RECORDS FOR THE TASK:
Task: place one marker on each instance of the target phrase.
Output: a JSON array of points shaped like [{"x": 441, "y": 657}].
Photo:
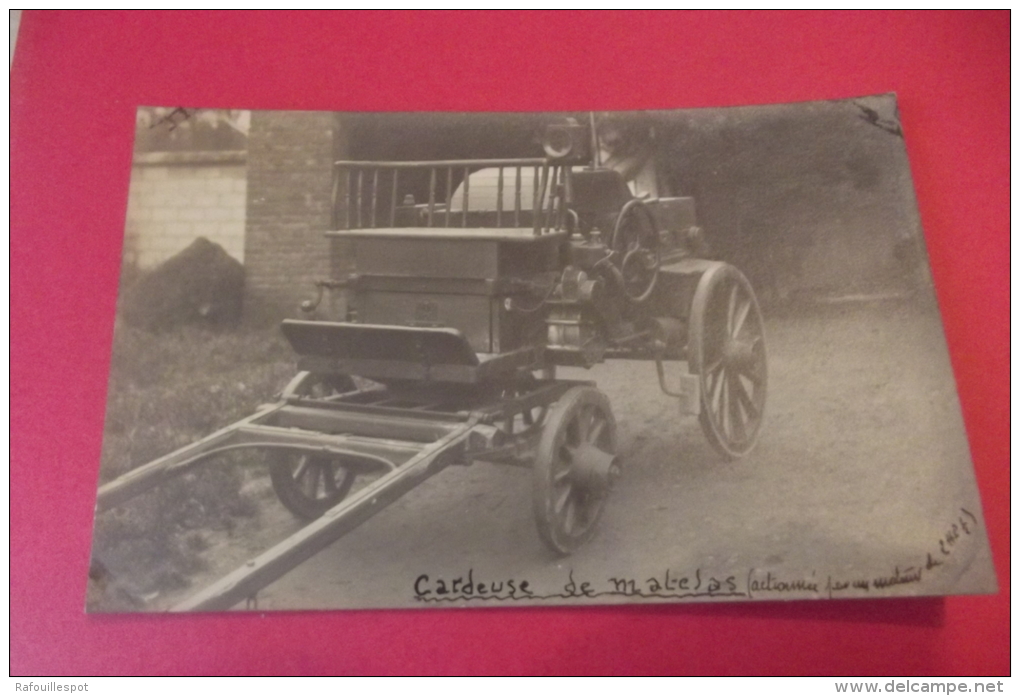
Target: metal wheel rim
[
  {"x": 308, "y": 485},
  {"x": 727, "y": 352},
  {"x": 566, "y": 513}
]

EXERCISE DIRECTIONS:
Your task is to transcribe all of the records precisely, with no images included.

IN RESPONSE:
Task: place one marker on each instance of the target phrase.
Output: a JSON array of points shaped like [{"x": 441, "y": 657}].
Photo:
Target: metal wheel rim
[
  {"x": 308, "y": 485},
  {"x": 727, "y": 352},
  {"x": 566, "y": 513}
]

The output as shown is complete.